> _REQUIRED ACTIONS_:
• 1. In the piece on northern rail, which places are named as the destinations of the journey that the last paragraph compares unfavorably with the trip from Reading to East London? Include the starting point.
• 2. According to the article about northern rail investment, why could the Conservatives lose their "red wall" seats?
• 3. Write the next paragraph of the piece on rail links in northern England.

> _SELECTED TEXT_:
────

What’s our line on the Charles Line?

Few Liberal Democrats in England’s south-east will be aware of the depths of resentment in the north at the long-term imbalance between infrastructure around London and in and around the cities of northern England.  I’ve lived both in Yorkshire and London for the past 40 years, moving to work in London while staying engaged in politics in the north.  My own resentment has grown, as the last Labour government cancelled the metro tram schemes planned for Leeds and Liverpool and the trans-Pennine link remained as slow and unreliable as when I had first travelled on it in 1967, while the work on the Elizabeth Line was sustained and has now transformed transport connections across the Home Counties.

Boris Johnson’s expansive rhetoric on ‘Levelling Up’ briefly raised expectations that at last government would invest in revitalising the north.  Realization that ‘levelling up’ has in practice meant only small pots of money for tarting up high streets and restoring local buildings has deepened cynicism about London’s neglect of the former industrial north.  So the conference in Doncaster last Friday of the Conservative Parliamentary Party’s ‘Northern Research Group’ was worth noting.  Johnson’s easy promises helped the party to win all those ‘red wall’ seats.  If voters now feel betrayed, the Conservatives will lose them all again.

George Osborne, a powerful proponent a decade ago of the idea of a ‘Northern Powerhouse’ recanted his commitment to austerity, which had led to cancellation of the eastern leg of the HS2 rail line and a determined Treasury resistance to a new line across the Pennines between Leeds and Manchester.  He noted that the Treasury had wanted to cancel the Elizabeth Line on several occasions, that it had taken over 30 years from proposal to completion, but that the outcome is proving transformative for the already-prosperous London region.  Conventional cost-benefit analysis has not taken into account the transformative effects of new rail links across the north.  Bits of electrified line, localised improvements of junctions, have left the journey from Liverpool to Leeds, Hull and Newcastle far slower and awkward than between Reading and East London.

────

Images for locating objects
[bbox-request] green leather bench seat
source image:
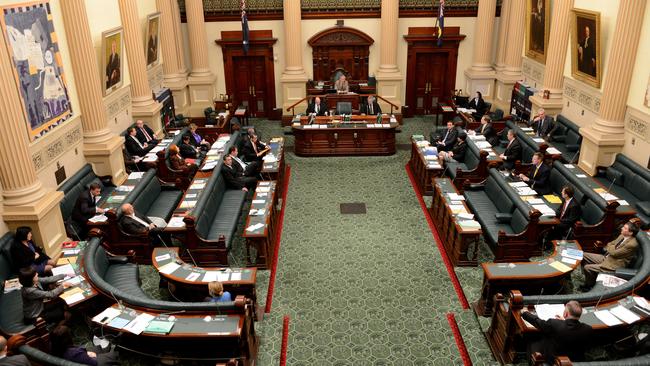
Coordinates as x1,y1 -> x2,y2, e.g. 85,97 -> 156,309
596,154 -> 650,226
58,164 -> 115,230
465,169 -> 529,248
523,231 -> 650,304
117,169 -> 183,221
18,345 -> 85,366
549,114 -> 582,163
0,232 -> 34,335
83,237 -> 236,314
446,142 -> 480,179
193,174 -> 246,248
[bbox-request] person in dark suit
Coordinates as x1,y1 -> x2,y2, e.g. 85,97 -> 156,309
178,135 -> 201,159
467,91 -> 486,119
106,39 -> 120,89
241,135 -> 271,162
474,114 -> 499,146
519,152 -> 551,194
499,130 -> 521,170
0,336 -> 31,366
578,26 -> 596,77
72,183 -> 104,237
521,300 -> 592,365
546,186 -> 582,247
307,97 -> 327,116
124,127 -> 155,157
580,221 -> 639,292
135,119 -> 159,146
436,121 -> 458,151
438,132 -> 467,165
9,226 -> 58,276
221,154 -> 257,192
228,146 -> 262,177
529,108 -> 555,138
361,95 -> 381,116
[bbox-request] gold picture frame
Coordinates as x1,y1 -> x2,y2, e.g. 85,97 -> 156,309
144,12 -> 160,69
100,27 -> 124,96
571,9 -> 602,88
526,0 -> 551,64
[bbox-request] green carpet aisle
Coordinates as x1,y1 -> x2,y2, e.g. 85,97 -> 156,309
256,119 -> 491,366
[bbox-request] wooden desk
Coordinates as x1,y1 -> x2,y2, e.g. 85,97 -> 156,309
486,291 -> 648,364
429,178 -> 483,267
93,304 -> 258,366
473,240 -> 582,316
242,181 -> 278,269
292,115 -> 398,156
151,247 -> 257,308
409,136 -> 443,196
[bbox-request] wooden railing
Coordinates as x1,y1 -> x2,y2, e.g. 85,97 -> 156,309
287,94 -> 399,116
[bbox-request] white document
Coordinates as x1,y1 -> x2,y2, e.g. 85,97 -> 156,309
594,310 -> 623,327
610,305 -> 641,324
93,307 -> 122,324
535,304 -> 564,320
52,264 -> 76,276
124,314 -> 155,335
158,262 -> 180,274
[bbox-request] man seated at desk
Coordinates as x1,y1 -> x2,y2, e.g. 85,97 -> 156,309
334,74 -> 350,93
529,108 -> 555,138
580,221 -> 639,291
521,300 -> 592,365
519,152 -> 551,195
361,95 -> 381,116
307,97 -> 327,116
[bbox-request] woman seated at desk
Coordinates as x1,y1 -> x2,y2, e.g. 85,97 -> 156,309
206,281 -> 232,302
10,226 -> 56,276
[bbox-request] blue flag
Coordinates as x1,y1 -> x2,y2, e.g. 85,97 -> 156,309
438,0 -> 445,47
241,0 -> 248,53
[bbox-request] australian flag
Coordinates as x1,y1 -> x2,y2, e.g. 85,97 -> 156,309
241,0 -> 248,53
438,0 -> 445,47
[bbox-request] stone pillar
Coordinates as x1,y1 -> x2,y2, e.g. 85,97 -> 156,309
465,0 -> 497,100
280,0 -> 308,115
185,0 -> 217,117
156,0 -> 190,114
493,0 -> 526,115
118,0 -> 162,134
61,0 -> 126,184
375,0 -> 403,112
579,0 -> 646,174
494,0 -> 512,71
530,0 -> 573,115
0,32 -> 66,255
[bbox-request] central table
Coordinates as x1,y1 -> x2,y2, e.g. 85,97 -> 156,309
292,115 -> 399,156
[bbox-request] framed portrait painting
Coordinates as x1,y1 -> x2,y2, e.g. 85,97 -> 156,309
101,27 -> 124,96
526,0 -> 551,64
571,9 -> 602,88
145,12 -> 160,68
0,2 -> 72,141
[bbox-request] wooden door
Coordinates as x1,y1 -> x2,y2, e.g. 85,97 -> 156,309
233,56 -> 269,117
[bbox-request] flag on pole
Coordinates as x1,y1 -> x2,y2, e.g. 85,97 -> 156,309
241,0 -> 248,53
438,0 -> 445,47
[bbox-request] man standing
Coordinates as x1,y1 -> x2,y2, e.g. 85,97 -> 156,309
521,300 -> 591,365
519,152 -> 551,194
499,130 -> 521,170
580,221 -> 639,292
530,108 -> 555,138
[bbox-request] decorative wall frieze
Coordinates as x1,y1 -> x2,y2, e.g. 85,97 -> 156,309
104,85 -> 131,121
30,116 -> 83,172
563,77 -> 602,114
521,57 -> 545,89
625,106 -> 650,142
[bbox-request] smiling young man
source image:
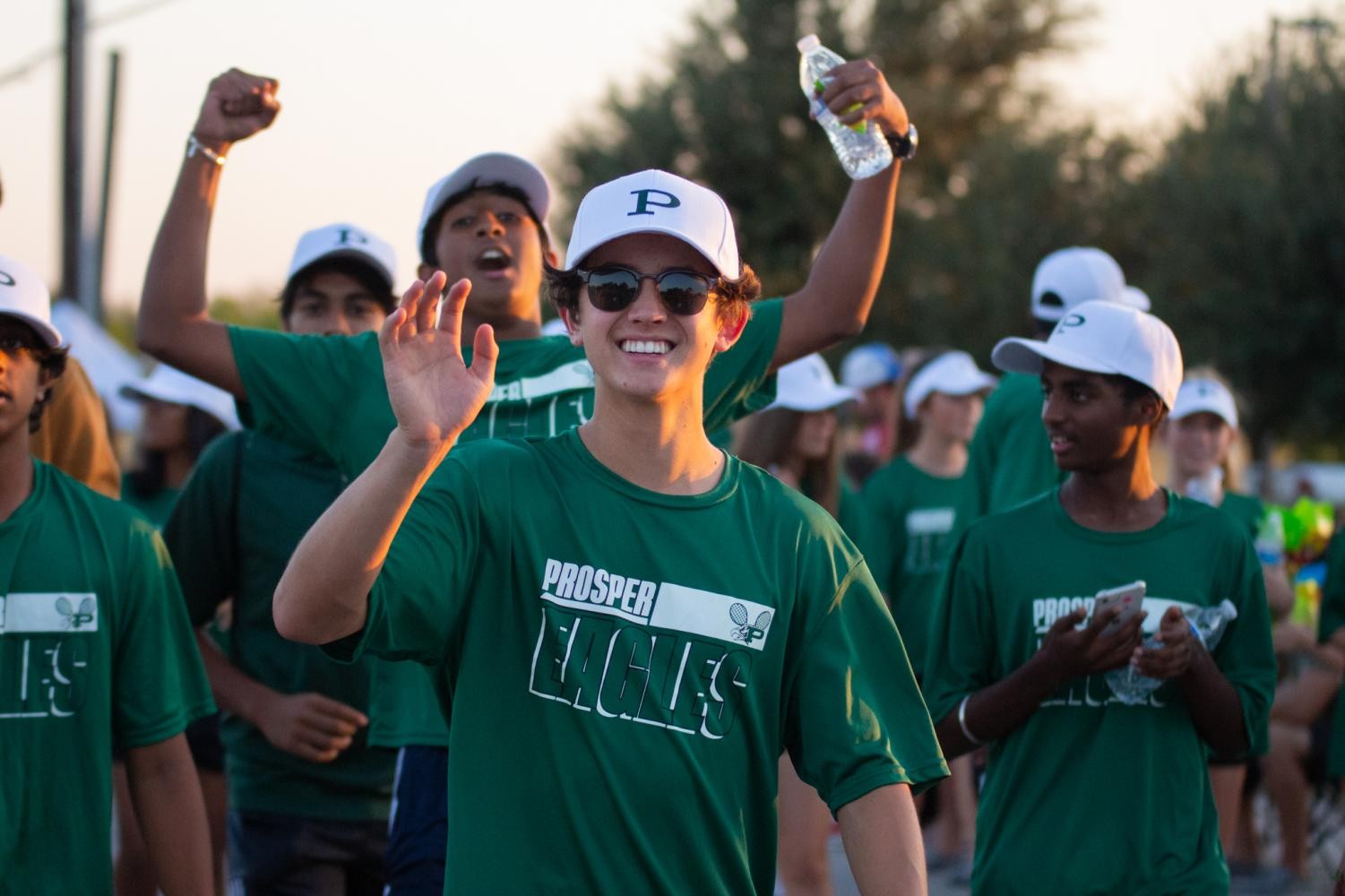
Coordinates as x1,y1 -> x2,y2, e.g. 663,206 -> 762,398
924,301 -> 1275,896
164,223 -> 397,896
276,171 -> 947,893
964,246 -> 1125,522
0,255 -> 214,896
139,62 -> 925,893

────

> _ANSWERS BELOW_:
• 1. Liverpool, Leeds, Hull, Newcastle

• 2. Johnson's easy promises on "Levelling Up" helped the party win those seats. In practice, levelling up has meant only small pots of money for high streets and local buildings. If voters now feel betrayed, the Conservatives will lose the seats again.

• 3.
Osborne, however, did not directly address how to fund long-term public investment and carry the projects through – in terms of transport links, new hospitals and schools, and moving towards a sustainable economy.  Rachel Reeves dared to pledge £28 billion for industrial innovation and economic transition, only to hesitate before the anticipated onslaught of orthodox economists condemning any bending of existing fiscal rules.  So what’s our position on reversing Britain’s long-term decline in infrastructure through public investment, and where are the economists who will assist us in making that case?

In our over-centralised economy and polity there’s more active discussion about funding restoration of the rail link between Oxford and Cambridge, the ‘East-west’ line to bring together the innovation hubs at either end, than anything for the North.  John Stevenson, MP for Carlisle and current chair of the Northern Research Group, told his Conservative colleagues last week that they should stop talking about a new transpennine link and call it the ‘Charles Line’, to emphasise that it would be the northern equivalent of the Elizabeth Line.  

That’s a brilliant redefinition of what is needed, that might even get transport planners in London to push it up their agenda.  But it will still need funding, and that will require sustained funding from southern taxpayers to support the regeneration of the north.  And that will also present a major challenge to Liberal Democrats, with a parliamentary party after the next election likely drawn predominantly from London and the home counties – but hoping in the election following to make gains in the north.  

Unless the gross inequalities between Britain’s richer and poorer regions are not reduced, our country will face further economic decline and political discontent.  The politics of fiscal redistribution, and of increased public investment, are however very difficult; those In richer regions resist paying for economic and social development elsewhere.  How will we find the arguments to win over northern voters in the election campaign of 2028-9?


* William Wallace is Liberal Democrat spokesman on constitutional issues in the Lords.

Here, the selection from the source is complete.